ASSIGNED TASK »
Everything from the line containing "identify the faucet" through the last line of the material must be restated word for word, and only that.

EXTRACTED INFORMATION »
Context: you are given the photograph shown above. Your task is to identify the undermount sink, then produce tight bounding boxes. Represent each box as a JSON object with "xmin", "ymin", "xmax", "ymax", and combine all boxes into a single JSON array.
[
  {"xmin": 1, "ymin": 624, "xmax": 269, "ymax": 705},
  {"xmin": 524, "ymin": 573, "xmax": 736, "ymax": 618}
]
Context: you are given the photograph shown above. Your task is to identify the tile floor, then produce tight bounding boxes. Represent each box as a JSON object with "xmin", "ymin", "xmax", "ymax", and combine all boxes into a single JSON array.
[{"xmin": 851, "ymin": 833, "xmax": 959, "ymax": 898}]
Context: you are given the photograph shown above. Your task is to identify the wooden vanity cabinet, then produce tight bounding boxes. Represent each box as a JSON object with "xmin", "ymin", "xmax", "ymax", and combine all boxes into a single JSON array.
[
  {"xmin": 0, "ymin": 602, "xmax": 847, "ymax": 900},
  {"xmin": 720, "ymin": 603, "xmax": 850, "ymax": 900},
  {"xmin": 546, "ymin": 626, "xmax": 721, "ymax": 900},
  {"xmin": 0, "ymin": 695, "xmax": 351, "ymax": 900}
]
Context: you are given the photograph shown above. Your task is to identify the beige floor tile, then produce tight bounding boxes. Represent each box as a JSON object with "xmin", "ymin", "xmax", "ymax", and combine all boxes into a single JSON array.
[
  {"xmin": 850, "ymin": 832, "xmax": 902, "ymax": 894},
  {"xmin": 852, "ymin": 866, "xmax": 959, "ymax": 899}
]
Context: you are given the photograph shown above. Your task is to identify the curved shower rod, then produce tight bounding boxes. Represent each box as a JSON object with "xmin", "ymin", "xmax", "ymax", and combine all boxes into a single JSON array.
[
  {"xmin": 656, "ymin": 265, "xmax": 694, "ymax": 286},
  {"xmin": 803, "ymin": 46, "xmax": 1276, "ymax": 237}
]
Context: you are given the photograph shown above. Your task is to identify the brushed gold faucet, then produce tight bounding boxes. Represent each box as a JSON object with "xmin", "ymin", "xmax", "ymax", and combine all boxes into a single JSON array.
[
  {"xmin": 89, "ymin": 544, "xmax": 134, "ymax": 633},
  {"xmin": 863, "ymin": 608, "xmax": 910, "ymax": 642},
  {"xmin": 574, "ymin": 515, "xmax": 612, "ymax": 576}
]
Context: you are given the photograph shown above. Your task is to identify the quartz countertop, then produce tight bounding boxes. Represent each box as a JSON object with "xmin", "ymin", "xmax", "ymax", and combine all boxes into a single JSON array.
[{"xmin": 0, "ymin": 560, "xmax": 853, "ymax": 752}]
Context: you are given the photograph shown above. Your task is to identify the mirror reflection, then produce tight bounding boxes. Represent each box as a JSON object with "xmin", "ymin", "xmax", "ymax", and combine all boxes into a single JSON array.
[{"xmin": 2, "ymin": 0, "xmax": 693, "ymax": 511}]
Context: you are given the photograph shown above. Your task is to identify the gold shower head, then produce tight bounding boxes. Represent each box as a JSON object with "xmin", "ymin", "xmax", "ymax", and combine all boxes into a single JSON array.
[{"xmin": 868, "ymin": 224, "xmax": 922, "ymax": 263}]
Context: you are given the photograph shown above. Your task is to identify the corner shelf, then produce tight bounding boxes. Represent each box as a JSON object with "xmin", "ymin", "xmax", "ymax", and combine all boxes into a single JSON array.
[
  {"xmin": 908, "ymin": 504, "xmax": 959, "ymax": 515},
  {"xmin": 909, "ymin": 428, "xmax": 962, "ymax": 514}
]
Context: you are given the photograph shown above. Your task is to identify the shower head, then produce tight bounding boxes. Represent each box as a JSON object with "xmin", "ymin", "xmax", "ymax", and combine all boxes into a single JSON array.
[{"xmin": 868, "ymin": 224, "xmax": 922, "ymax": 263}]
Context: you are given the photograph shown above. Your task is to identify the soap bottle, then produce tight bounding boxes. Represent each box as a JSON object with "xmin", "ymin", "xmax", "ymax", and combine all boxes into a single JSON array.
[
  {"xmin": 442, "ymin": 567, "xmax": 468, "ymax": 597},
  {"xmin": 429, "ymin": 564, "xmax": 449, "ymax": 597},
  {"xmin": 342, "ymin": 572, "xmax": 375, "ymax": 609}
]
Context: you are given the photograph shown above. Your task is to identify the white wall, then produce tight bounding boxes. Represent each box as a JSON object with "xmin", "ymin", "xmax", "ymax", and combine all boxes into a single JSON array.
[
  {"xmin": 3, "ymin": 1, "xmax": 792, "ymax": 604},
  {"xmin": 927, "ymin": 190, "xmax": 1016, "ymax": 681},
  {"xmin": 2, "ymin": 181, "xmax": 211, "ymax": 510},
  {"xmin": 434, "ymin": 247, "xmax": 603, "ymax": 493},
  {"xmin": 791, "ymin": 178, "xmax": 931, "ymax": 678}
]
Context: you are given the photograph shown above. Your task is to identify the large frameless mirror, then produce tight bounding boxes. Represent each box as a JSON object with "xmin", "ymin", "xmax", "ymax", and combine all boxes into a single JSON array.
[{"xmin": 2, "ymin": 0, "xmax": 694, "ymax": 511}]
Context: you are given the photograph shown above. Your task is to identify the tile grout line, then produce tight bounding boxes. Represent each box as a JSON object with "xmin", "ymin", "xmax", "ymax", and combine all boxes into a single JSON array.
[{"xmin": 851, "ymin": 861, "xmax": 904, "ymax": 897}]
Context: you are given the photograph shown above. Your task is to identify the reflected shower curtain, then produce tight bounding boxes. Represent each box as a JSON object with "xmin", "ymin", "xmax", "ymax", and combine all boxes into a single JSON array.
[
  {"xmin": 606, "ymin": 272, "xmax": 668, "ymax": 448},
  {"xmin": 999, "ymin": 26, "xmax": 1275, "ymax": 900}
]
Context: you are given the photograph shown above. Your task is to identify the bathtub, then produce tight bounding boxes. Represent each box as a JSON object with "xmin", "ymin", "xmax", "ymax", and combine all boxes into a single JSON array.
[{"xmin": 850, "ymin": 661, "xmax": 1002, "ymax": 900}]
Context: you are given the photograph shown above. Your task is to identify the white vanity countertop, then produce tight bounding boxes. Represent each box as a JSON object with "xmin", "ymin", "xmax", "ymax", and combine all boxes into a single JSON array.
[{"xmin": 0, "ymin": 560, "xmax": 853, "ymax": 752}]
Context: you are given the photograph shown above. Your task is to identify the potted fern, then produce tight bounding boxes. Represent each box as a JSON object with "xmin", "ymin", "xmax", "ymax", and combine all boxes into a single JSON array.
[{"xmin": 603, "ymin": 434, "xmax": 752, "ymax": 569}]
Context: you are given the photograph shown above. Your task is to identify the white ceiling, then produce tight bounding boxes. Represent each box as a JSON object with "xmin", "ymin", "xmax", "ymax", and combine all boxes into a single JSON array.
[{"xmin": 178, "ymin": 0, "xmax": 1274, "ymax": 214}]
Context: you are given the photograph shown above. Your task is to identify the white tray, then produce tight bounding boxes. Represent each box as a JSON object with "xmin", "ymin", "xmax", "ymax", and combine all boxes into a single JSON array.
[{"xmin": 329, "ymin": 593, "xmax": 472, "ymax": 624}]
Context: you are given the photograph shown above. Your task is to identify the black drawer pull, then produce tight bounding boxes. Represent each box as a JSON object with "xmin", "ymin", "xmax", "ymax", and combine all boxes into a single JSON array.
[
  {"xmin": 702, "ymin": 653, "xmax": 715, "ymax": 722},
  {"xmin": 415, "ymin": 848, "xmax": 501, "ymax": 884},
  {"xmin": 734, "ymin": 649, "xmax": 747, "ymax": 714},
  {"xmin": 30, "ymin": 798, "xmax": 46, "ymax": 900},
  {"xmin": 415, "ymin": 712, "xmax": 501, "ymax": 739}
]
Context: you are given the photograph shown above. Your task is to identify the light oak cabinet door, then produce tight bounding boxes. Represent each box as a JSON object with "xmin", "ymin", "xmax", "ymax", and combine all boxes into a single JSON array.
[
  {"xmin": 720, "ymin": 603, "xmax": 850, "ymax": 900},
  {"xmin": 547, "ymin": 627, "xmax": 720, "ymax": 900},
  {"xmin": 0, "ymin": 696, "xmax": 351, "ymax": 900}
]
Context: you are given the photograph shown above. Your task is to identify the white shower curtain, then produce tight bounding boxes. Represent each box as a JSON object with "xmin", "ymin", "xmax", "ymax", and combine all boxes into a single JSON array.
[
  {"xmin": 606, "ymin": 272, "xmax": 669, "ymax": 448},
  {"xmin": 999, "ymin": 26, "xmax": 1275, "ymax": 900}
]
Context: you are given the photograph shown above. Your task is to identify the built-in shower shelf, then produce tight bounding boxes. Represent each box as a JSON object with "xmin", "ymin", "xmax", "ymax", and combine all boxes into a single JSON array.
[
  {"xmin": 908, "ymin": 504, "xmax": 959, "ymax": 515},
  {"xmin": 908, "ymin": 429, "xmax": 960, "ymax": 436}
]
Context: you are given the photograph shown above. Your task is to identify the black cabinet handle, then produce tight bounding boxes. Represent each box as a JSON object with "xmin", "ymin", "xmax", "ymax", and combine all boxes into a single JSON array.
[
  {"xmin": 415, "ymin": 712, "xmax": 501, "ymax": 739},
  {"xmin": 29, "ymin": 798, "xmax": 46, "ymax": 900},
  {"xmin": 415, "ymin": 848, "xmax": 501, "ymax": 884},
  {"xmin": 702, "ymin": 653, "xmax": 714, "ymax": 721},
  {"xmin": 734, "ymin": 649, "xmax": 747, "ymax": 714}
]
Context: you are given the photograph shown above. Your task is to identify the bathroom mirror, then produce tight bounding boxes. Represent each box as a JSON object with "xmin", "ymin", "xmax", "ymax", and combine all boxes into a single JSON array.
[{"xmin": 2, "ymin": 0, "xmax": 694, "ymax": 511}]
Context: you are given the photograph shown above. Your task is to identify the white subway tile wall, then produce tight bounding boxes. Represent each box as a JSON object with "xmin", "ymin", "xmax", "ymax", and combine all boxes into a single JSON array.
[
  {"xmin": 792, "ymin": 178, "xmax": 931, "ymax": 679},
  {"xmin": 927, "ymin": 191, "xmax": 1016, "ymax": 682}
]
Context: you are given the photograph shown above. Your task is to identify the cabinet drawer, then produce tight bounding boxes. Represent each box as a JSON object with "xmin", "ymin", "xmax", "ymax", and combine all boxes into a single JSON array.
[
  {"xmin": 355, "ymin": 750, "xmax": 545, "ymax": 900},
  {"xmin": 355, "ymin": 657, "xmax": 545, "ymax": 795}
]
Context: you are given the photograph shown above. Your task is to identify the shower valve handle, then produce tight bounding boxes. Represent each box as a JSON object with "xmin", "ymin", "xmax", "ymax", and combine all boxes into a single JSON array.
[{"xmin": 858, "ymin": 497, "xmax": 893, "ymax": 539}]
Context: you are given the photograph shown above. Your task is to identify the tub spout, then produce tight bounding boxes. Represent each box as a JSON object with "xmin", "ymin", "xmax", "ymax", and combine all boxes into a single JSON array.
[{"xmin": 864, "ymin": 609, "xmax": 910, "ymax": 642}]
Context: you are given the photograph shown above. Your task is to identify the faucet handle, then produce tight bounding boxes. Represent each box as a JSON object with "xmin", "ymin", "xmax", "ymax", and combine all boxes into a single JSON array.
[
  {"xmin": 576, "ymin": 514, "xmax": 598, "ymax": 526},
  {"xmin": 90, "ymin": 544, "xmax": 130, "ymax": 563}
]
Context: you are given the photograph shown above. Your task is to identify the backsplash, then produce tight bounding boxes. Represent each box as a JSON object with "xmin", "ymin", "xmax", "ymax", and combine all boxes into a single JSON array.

EXERCISE RESPONSE »
Context: you are given the photograph shown above. Your task is to identify the faucet handle, then produce tight bounding boxes. Represent each box as a JSON object with "xmin", "ymin", "xmax", "ymax", and combine all boxes into a single JSON array.
[
  {"xmin": 576, "ymin": 514, "xmax": 598, "ymax": 526},
  {"xmin": 90, "ymin": 544, "xmax": 130, "ymax": 563}
]
Context: you are given the photograph shown above. Your task is to identify the backsplash, then produce tight bounding boxes. Represent each box as a JSON object with "xmin", "ymin", "xmax", "ymax", and combine all boxes into a single JSON array.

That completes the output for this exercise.